→ **Required action**: In the material below, the lines containing the word "leaf" are required; copy each of them.
BEGIN Data in this exercise
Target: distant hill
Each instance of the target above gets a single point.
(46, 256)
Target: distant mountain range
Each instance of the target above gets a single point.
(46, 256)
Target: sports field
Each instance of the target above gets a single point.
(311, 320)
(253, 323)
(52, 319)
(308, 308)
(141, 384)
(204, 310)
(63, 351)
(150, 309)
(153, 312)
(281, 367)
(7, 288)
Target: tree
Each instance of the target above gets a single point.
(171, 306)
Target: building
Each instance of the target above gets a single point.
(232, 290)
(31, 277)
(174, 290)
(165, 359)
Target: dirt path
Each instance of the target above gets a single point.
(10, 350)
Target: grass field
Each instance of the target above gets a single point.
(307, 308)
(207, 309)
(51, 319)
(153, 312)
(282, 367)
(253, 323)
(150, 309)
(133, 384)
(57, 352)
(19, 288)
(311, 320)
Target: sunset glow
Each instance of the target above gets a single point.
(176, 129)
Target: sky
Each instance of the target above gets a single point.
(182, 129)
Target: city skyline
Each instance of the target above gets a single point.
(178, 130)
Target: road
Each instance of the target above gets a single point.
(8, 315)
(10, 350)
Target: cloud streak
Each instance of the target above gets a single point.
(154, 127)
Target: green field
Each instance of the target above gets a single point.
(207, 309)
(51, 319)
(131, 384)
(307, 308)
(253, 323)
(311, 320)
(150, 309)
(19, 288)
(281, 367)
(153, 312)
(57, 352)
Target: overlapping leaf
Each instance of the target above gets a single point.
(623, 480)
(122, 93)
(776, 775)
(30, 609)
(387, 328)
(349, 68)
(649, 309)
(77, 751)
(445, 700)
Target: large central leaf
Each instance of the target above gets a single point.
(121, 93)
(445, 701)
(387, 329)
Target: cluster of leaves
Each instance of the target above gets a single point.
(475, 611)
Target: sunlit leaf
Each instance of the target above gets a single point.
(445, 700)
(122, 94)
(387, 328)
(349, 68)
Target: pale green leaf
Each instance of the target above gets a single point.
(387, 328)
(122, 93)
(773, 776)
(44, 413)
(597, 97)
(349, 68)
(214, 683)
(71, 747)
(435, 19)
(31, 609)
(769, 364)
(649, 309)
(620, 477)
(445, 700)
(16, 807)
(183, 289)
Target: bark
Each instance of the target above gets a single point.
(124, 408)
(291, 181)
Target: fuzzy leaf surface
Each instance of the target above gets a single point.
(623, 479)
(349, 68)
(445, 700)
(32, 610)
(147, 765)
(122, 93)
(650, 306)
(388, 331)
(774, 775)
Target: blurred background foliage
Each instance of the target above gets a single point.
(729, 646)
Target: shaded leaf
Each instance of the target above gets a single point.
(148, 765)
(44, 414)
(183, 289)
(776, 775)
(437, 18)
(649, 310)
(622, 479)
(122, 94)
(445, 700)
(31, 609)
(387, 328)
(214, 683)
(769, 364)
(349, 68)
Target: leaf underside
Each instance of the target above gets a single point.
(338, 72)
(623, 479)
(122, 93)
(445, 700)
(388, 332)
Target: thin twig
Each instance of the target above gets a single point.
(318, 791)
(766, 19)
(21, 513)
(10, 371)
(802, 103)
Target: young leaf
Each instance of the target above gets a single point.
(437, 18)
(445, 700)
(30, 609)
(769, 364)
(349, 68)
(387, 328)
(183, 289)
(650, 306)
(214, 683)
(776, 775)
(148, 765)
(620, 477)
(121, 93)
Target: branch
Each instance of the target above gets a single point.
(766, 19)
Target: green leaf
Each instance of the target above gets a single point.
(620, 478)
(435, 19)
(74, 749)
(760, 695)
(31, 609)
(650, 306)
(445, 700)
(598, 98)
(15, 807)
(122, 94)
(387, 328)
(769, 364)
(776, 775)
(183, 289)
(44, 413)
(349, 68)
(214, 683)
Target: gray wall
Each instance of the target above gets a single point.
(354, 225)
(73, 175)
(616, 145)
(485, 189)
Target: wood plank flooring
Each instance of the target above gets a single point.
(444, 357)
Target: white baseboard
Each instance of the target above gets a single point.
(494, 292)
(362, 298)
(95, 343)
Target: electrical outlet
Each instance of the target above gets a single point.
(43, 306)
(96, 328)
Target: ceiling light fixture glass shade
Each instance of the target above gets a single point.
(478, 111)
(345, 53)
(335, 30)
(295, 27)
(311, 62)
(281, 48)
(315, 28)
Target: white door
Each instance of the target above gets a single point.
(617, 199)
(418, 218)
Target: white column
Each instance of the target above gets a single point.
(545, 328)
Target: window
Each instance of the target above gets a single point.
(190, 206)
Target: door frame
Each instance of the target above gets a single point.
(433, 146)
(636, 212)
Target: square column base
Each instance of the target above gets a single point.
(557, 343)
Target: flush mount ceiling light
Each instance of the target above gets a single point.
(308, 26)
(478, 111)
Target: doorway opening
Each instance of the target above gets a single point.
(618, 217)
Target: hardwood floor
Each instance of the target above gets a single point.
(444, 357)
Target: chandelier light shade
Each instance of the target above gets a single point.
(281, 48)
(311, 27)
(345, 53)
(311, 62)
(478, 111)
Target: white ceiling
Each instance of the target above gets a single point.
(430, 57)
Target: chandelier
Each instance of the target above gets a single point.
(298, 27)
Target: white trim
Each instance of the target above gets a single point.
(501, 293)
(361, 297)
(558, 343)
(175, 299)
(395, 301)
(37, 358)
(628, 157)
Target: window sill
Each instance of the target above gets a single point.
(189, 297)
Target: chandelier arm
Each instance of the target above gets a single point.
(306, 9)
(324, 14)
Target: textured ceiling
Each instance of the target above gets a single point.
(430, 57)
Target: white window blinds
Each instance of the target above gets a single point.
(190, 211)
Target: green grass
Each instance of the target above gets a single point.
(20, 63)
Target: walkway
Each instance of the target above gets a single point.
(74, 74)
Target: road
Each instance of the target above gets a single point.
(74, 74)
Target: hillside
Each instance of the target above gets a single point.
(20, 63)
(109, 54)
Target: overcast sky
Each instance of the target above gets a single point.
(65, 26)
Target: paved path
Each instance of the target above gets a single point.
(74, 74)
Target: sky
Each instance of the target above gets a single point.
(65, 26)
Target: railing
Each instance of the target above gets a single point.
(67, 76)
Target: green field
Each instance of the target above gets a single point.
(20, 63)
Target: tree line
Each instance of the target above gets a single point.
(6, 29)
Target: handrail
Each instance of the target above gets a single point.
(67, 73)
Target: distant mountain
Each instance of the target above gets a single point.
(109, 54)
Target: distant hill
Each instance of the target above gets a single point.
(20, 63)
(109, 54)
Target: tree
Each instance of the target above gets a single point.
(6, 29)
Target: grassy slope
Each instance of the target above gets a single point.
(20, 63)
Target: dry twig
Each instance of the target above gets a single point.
END Data in this exercise
→ **Exercise output**:
Target: overlapping leaf
Target: large central leaf
Target: sunlit leaf
Target: pale green leaf
Target: fuzzy leaf surface
Target: shaded leaf
Target: leaf underside
Target: young leaf
Target: green leaf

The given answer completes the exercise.